_Stated goal_:
Count the lines in the records below that contain the string "pink". Reply with the number alone.

_Supplied information_:
Start

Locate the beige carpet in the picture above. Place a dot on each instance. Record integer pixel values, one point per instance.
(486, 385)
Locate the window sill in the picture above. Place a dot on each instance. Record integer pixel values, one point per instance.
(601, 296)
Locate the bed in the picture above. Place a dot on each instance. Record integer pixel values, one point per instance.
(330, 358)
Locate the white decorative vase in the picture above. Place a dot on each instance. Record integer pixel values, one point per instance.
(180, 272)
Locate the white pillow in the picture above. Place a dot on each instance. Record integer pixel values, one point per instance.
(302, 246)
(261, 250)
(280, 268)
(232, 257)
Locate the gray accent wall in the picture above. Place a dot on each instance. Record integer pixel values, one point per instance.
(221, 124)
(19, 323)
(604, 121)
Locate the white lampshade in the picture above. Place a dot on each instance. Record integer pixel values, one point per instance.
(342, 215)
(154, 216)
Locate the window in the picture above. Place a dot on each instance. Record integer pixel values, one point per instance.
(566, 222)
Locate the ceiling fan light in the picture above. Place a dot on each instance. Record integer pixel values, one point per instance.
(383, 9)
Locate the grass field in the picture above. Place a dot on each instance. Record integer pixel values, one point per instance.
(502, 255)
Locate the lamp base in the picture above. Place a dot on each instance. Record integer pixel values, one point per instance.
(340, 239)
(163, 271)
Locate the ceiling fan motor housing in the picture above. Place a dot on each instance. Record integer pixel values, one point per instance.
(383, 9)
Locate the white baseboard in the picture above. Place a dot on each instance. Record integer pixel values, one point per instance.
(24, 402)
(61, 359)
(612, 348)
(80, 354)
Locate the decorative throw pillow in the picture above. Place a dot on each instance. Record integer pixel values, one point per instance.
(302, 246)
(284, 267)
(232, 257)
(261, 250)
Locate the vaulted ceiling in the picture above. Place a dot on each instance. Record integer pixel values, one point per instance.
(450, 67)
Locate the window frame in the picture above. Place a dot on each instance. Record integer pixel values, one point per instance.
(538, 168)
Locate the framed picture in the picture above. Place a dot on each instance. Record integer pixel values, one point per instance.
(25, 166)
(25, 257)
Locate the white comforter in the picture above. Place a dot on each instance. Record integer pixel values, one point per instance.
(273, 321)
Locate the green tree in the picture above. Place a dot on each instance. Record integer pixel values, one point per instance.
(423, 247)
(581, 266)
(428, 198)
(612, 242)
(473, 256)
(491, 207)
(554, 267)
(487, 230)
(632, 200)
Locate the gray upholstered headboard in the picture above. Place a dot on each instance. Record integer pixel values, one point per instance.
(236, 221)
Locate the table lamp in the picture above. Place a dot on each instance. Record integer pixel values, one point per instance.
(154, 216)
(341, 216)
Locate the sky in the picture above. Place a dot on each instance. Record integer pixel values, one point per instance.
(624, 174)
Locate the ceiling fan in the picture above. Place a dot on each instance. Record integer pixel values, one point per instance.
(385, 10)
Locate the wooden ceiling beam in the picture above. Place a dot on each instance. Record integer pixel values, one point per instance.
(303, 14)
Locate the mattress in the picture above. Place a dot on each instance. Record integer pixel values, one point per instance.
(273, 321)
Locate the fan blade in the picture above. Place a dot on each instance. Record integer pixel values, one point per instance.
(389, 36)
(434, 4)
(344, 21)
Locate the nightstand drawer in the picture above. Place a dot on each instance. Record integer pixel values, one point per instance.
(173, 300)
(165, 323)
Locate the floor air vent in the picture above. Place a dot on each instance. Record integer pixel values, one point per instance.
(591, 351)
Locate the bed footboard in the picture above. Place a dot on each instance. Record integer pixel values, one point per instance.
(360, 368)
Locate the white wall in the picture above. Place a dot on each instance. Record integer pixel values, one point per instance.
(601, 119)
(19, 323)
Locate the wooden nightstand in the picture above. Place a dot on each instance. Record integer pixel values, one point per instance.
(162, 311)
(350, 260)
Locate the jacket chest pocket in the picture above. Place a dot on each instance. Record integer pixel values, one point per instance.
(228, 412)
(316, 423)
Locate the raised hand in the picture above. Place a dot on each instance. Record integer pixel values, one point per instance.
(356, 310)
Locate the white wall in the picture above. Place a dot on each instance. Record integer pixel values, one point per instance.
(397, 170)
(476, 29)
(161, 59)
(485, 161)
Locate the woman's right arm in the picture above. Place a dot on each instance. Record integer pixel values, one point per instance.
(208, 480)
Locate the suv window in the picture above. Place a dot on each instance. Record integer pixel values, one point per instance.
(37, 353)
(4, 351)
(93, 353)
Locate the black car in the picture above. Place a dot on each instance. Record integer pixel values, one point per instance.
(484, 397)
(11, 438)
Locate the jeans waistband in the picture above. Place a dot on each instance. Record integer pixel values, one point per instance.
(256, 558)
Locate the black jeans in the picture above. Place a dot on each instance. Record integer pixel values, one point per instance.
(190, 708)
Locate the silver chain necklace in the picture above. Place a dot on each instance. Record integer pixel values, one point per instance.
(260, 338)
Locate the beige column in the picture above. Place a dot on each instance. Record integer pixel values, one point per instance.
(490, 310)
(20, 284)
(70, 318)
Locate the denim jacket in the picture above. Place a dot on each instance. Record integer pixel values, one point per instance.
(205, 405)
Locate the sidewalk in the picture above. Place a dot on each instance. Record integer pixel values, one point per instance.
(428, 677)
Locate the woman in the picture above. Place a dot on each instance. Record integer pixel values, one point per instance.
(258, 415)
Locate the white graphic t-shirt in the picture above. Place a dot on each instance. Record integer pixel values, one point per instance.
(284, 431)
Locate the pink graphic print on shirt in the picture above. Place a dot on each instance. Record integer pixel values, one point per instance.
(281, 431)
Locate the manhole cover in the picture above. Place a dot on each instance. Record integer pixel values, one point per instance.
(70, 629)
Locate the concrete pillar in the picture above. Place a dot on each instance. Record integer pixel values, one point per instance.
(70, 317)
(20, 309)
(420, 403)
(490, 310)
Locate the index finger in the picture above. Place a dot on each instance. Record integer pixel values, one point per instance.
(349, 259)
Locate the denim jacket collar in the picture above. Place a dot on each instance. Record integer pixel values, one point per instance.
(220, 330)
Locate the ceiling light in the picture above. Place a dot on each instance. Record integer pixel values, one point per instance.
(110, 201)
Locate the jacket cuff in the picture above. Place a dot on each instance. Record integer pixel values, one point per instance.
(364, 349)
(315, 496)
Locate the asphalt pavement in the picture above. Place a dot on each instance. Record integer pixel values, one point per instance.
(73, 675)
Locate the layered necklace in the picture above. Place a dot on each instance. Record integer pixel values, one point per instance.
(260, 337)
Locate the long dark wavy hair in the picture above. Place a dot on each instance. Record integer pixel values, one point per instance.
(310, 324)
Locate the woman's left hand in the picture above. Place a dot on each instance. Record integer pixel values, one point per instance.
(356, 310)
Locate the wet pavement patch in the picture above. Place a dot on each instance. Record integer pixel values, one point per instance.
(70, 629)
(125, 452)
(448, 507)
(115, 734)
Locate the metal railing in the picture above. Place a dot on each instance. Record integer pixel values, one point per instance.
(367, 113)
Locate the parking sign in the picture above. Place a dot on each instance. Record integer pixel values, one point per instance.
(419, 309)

End
Start

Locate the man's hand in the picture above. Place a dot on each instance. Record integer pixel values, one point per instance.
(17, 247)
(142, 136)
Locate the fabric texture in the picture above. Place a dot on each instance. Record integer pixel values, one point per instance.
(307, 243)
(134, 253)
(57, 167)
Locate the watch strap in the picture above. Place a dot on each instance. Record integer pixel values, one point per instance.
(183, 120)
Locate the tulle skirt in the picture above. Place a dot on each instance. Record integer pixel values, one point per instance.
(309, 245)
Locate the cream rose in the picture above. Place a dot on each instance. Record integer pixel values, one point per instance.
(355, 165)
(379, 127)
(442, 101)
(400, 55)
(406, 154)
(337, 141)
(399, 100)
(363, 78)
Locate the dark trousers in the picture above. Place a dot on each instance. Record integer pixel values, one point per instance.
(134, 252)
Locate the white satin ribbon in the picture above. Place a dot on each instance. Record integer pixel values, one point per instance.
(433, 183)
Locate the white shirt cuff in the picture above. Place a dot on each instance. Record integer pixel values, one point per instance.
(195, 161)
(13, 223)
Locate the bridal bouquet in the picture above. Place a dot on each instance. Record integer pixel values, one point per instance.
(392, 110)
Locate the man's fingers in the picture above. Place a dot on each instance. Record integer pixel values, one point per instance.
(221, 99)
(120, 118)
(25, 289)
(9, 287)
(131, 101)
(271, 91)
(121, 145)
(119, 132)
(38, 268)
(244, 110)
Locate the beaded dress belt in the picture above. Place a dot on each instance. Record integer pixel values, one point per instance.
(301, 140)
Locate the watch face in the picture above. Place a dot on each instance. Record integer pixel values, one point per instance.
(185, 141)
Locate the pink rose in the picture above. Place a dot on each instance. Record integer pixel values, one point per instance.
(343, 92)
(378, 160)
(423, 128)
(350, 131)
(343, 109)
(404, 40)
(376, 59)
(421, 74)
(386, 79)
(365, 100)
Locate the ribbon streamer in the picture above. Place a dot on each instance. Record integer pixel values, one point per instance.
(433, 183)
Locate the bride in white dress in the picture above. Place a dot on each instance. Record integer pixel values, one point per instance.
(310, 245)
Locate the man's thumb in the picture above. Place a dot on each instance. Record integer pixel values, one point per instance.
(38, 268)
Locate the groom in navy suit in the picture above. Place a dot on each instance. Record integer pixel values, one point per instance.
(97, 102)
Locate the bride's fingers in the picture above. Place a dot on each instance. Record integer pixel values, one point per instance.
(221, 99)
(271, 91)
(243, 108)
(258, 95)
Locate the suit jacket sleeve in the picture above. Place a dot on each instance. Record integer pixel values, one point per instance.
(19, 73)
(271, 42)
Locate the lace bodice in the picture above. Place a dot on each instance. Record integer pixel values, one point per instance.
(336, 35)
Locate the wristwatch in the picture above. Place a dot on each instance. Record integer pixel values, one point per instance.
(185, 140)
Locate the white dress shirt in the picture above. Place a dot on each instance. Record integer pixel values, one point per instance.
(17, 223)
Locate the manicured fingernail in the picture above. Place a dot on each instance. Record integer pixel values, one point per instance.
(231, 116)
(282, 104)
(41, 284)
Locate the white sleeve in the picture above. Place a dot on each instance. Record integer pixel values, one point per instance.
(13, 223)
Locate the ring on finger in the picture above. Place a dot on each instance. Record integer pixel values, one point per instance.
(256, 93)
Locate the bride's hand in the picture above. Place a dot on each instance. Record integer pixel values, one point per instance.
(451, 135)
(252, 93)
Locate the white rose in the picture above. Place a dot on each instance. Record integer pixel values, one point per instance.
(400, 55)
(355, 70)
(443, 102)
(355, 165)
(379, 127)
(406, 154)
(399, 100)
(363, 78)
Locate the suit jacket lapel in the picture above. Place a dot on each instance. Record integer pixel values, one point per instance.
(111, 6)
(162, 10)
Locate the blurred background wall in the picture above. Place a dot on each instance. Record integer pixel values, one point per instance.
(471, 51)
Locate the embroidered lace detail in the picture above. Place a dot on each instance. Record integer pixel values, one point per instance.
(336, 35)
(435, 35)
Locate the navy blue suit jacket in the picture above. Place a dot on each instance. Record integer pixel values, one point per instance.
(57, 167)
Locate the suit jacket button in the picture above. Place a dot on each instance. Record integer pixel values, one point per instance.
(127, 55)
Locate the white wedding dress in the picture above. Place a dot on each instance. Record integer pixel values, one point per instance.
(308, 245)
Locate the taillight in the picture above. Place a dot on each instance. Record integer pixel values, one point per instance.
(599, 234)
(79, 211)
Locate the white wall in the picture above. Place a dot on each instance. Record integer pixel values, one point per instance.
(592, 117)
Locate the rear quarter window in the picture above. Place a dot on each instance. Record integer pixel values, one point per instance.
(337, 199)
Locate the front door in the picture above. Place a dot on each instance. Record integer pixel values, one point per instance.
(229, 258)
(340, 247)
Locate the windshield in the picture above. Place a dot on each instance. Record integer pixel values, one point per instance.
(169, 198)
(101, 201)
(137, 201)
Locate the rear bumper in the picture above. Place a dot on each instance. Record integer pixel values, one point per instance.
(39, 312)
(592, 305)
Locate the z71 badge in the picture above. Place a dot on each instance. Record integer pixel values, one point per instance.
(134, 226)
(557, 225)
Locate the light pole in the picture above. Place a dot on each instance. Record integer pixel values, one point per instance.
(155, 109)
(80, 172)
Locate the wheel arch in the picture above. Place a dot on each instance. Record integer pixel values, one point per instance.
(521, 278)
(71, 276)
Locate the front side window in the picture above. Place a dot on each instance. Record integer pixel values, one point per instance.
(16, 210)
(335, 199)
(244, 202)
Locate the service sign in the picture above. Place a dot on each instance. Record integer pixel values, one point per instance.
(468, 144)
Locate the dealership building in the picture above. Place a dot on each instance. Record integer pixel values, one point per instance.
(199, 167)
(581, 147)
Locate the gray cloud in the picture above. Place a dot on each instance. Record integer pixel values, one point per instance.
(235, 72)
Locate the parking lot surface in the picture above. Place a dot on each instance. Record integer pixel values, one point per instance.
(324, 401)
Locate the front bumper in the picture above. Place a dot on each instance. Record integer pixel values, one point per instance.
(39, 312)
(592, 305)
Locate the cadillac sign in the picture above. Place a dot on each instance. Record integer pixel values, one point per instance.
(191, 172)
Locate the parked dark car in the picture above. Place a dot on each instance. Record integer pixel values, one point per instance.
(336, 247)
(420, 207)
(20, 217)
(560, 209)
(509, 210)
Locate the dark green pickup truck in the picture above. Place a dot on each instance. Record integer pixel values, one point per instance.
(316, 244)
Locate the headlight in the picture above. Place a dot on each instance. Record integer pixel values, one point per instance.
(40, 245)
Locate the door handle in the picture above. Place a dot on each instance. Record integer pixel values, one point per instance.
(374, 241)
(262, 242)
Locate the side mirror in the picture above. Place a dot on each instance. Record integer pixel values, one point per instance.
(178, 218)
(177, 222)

End
Start

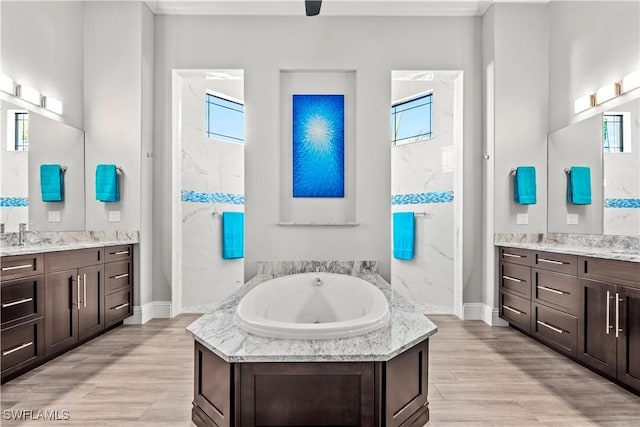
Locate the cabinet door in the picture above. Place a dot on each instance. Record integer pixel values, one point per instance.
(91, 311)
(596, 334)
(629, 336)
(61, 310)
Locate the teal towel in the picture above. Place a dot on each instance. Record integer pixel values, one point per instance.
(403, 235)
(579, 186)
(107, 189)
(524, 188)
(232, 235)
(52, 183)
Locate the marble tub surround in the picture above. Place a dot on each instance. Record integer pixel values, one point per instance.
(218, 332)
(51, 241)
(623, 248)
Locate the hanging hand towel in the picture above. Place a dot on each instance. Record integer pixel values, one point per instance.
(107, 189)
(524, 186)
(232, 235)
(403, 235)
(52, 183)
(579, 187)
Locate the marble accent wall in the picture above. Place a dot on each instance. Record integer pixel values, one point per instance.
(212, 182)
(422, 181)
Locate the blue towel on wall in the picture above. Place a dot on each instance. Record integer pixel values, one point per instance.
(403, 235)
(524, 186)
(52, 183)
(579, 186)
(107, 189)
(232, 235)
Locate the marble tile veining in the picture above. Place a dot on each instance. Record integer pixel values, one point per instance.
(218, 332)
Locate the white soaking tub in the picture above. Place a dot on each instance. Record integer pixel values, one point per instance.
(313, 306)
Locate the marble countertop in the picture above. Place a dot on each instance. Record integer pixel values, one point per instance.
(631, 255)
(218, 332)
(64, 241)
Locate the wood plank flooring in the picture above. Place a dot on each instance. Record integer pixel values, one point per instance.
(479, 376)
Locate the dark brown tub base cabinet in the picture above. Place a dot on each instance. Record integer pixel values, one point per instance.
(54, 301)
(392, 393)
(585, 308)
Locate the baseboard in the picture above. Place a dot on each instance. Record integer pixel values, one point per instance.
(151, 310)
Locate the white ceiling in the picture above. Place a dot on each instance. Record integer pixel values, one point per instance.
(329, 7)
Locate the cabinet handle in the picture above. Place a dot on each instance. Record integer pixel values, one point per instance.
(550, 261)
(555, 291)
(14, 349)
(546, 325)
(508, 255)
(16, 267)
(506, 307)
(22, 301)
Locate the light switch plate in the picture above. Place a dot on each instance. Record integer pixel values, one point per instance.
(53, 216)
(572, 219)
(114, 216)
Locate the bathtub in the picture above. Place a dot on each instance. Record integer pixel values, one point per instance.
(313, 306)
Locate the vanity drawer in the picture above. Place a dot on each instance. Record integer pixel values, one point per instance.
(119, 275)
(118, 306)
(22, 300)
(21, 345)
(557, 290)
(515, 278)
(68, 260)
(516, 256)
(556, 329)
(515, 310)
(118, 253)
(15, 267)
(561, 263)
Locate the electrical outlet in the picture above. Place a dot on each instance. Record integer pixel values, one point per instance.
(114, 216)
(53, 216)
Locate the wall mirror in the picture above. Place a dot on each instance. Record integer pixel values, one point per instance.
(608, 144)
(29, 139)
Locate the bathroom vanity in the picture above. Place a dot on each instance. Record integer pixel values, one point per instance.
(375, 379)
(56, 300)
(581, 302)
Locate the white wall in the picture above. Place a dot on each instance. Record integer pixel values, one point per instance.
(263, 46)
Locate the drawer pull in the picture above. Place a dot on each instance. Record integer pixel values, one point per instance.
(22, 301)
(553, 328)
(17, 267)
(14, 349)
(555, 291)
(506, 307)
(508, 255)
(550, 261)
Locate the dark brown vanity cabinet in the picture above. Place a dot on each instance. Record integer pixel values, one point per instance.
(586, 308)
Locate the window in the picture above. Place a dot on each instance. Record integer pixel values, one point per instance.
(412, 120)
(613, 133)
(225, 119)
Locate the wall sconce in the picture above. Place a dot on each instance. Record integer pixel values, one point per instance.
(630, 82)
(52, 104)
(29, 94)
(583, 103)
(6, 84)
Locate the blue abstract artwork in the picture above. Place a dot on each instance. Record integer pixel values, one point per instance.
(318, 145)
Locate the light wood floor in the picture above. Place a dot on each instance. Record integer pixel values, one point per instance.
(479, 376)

End

_Solution to the problem_:
2